_RECORDS FOR THE TASK:_
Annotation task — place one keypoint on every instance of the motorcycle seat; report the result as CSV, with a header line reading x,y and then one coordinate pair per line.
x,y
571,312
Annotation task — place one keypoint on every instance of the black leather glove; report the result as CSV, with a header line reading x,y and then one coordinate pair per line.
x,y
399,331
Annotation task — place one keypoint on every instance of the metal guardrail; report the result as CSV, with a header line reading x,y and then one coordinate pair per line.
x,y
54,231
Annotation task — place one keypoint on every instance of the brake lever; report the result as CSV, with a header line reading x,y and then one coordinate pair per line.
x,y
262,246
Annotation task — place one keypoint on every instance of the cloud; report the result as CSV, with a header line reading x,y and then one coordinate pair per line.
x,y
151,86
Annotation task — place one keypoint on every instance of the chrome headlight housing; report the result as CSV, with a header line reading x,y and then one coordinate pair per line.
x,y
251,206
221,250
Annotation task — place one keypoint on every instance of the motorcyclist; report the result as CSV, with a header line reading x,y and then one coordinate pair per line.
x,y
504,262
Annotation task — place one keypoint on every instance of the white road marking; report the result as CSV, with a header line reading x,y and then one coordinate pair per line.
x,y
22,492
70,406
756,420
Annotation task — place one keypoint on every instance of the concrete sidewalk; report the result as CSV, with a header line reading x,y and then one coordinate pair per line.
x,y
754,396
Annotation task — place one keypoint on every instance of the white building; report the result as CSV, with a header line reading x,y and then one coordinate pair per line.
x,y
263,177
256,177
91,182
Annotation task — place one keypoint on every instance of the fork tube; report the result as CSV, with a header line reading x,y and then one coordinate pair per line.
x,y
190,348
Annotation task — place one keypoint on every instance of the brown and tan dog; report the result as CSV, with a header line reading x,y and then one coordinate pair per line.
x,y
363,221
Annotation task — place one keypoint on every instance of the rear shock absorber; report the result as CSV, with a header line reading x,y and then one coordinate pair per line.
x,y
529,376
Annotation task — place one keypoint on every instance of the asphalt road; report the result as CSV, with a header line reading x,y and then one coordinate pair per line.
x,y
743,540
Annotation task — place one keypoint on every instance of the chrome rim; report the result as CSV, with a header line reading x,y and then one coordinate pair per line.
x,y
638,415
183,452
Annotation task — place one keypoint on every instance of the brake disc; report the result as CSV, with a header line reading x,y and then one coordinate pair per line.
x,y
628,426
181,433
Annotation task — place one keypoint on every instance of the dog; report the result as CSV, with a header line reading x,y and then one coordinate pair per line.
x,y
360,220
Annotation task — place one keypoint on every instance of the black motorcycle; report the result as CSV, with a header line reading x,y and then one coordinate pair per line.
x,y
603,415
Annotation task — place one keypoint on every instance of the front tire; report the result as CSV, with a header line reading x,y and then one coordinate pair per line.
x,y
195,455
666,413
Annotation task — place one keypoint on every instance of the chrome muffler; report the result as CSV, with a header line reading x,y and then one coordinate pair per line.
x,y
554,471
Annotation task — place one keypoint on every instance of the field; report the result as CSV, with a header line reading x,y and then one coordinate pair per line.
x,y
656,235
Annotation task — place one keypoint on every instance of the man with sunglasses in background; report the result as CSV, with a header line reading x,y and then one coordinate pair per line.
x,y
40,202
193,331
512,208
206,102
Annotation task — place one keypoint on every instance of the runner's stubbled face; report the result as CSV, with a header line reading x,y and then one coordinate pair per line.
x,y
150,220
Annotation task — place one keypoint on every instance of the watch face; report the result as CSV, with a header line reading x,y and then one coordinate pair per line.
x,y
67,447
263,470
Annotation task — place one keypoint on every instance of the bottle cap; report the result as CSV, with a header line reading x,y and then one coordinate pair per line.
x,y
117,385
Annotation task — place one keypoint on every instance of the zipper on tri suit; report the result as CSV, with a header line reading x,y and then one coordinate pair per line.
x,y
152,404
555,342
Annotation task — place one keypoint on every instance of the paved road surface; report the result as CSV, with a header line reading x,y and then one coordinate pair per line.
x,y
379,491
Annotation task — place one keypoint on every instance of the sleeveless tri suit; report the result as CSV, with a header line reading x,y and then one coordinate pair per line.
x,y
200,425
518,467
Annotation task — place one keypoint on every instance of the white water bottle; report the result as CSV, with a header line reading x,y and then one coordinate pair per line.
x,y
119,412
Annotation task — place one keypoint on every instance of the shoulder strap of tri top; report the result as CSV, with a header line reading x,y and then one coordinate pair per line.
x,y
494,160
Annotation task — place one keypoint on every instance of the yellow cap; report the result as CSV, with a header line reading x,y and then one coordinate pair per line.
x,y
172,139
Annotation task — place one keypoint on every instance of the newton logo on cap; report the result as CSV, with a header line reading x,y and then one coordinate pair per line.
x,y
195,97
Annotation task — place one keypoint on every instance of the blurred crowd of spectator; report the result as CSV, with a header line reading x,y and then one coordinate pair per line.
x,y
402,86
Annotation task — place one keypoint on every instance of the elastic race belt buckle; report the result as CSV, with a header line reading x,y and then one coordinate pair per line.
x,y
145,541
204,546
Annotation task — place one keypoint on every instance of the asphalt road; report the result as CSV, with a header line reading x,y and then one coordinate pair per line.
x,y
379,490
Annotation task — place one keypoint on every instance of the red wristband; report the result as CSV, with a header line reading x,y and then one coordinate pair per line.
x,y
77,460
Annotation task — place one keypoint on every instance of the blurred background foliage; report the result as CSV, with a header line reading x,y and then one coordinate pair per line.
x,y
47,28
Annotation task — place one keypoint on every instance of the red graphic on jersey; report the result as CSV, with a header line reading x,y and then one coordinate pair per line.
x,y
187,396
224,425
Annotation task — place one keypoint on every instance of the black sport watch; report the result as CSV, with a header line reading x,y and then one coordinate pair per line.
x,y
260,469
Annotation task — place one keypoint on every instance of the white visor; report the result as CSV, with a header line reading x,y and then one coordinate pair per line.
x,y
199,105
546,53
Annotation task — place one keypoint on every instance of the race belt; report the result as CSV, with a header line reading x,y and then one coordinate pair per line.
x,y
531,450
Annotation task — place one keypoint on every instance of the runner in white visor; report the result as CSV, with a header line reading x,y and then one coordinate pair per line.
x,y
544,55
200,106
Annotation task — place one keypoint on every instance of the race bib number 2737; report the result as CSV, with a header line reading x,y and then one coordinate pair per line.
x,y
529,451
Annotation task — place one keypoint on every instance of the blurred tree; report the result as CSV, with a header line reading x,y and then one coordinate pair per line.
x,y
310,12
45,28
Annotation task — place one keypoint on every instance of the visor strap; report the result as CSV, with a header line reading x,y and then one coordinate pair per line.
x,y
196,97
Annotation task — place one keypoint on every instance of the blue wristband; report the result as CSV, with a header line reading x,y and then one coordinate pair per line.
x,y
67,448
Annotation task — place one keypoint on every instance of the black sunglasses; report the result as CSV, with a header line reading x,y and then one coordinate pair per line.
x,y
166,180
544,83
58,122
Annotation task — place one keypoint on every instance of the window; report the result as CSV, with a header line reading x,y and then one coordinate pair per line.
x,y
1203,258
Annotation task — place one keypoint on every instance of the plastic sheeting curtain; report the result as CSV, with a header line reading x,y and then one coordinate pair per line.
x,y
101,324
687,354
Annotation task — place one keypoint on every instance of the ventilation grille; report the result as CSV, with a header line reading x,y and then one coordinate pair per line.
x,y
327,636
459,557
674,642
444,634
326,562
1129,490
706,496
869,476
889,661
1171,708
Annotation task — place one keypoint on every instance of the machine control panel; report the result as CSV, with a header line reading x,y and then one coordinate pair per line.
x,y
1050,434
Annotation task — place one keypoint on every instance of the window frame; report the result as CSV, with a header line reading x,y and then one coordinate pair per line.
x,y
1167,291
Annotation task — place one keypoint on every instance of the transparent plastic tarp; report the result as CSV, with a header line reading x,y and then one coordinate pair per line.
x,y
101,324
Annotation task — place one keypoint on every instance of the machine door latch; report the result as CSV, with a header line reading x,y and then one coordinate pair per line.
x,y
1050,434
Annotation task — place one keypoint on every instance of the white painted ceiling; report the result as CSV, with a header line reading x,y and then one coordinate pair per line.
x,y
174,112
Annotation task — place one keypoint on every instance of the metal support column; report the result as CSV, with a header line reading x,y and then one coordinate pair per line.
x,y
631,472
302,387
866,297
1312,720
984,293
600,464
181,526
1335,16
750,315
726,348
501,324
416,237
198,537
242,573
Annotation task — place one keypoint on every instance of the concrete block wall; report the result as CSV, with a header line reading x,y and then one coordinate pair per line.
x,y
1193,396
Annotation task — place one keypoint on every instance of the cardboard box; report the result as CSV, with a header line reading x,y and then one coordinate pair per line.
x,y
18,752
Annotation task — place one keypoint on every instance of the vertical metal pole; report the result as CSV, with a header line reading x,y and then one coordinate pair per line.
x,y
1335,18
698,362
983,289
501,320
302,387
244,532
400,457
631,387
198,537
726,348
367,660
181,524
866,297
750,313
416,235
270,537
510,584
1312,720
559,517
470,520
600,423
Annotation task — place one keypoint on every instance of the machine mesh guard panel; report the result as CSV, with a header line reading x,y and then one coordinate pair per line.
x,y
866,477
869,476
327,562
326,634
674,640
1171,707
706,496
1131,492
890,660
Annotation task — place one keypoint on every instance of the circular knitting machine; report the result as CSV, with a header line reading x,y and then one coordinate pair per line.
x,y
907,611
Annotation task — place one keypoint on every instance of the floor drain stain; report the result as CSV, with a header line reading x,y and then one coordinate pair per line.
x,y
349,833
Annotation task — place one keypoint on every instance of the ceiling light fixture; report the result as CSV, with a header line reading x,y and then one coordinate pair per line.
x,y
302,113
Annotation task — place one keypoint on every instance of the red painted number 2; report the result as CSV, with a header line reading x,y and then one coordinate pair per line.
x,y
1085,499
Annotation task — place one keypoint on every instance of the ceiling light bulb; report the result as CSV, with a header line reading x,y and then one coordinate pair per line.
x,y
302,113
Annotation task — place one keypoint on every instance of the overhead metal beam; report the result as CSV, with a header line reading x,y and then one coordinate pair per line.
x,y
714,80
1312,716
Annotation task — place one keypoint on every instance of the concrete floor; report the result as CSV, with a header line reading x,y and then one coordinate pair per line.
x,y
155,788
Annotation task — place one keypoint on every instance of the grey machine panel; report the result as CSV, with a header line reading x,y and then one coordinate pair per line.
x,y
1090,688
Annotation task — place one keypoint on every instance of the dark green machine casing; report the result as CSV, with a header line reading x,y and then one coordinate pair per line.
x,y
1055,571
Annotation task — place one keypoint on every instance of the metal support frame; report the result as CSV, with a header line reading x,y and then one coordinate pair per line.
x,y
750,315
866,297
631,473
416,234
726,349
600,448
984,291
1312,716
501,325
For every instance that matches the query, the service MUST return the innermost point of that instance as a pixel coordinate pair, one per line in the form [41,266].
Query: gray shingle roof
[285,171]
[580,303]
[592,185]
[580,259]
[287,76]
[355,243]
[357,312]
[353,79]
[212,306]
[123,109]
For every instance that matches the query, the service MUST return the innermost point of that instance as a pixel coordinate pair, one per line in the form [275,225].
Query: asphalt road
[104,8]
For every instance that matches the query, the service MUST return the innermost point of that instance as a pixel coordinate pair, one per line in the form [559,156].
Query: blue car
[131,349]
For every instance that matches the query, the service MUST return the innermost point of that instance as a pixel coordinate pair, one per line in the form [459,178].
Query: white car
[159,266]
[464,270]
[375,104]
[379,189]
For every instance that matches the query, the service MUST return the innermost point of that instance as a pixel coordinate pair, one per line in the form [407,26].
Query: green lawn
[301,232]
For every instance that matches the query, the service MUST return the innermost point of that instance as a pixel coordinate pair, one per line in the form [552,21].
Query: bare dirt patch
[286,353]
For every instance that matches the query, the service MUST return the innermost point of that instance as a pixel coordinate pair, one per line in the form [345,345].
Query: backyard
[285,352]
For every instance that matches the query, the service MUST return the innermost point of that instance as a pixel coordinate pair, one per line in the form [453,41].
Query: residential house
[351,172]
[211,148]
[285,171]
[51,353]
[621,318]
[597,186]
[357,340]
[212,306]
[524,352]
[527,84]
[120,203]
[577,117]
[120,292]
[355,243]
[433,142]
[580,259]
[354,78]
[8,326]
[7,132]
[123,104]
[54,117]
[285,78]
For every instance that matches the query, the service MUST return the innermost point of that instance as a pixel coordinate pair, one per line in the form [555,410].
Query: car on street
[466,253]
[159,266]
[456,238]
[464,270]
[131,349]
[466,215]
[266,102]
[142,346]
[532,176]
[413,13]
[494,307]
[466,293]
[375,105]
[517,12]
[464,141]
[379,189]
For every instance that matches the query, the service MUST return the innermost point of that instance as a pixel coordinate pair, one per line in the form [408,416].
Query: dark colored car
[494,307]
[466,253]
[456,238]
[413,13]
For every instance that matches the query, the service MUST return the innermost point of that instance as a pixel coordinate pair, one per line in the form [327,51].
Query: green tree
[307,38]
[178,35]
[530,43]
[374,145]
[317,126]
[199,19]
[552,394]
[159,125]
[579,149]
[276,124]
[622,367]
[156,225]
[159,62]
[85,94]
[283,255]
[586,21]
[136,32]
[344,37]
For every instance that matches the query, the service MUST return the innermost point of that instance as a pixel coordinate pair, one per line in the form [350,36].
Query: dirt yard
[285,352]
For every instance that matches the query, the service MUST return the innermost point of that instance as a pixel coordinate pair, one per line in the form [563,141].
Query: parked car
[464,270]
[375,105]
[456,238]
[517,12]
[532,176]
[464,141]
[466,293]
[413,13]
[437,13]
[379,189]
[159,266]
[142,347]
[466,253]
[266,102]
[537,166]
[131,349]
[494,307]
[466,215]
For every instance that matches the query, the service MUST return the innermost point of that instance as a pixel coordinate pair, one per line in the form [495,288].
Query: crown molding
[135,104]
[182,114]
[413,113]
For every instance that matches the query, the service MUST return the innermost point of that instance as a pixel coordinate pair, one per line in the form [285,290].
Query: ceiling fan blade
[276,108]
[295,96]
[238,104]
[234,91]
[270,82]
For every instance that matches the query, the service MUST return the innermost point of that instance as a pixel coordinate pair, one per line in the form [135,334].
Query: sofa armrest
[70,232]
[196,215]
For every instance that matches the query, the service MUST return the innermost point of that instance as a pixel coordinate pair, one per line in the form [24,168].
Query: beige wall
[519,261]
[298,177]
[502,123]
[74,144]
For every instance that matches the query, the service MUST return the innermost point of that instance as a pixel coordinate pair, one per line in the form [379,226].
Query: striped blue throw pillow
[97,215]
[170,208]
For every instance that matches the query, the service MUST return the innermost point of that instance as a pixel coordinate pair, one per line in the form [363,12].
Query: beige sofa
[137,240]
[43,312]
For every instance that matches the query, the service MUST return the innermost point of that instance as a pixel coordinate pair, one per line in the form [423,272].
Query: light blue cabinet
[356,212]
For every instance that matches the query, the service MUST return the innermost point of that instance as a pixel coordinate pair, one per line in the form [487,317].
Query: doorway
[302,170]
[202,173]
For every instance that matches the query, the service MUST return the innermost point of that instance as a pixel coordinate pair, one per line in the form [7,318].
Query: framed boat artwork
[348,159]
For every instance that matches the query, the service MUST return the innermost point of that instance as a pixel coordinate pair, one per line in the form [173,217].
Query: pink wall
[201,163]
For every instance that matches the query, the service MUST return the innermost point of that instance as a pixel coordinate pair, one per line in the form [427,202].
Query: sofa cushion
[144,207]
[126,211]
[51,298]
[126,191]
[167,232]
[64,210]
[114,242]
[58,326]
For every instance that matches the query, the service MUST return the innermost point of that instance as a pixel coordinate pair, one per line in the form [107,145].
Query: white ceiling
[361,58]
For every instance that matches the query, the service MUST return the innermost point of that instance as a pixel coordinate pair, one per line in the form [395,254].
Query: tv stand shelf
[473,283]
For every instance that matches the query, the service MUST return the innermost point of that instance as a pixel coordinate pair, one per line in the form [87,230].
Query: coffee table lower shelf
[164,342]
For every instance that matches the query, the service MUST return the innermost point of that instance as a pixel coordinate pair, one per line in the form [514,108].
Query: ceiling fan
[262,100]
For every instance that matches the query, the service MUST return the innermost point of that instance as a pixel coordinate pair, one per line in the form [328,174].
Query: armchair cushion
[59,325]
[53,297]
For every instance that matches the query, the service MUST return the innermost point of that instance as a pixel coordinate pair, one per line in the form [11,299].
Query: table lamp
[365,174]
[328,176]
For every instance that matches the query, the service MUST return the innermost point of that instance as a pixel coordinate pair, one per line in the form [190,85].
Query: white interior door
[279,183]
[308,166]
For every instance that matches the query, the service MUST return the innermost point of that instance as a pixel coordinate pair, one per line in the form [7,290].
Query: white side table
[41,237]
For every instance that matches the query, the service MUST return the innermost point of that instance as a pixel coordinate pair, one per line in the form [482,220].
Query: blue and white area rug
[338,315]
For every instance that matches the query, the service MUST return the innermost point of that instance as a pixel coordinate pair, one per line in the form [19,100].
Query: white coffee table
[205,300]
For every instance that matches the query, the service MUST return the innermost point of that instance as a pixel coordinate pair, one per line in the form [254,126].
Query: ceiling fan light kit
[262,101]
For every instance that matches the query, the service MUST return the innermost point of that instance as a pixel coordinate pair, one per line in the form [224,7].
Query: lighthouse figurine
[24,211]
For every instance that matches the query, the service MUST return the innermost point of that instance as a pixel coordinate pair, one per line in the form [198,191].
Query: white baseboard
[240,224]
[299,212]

_SET TASK:_
Copy exactly the lines above, from the one containing "the form [190,85]." through the very last line.

_EXERCISE SOLUTION:_
For every instance that matches the query, the service MUST return the innermost point of that instance as a pixel coordinate pair, one per line in the form [190,85].
Query: white interior door
[279,183]
[308,166]
For every instance that matches the query, the service MUST return the innermost point of that instance as a pixel coordinate pair, one per line in the form [7,290].
Query: white side table
[41,237]
For every instance that matches the query, the service MUST return the innermost point of that instance as a pixel coordinate pair, one per line in the form [482,220].
Query: blue and white area rug
[338,315]
For every instance that matches the query, the service MUST return the innermost point of that instance as a pixel coordinate pair, one per line in the form [19,100].
Query: white coffee table
[205,300]
For every instance that matches the query, the service MUST return the innermost point of that instance as a pixel coordinate pair, one per line in the form [254,126].
Query: ceiling fan light kit
[262,101]
For every instance that matches the query, the service MUST return the innermost point of that instance as a pixel coordinate pair, one per line in the form [224,7].
Query: lighthouse figurine
[24,211]
For every instance that matches the query, the service MUST return the innermost point of that instance as a pixel coordinate pair, one per line in the form [198,191].
Query: white baseboard
[240,224]
[299,212]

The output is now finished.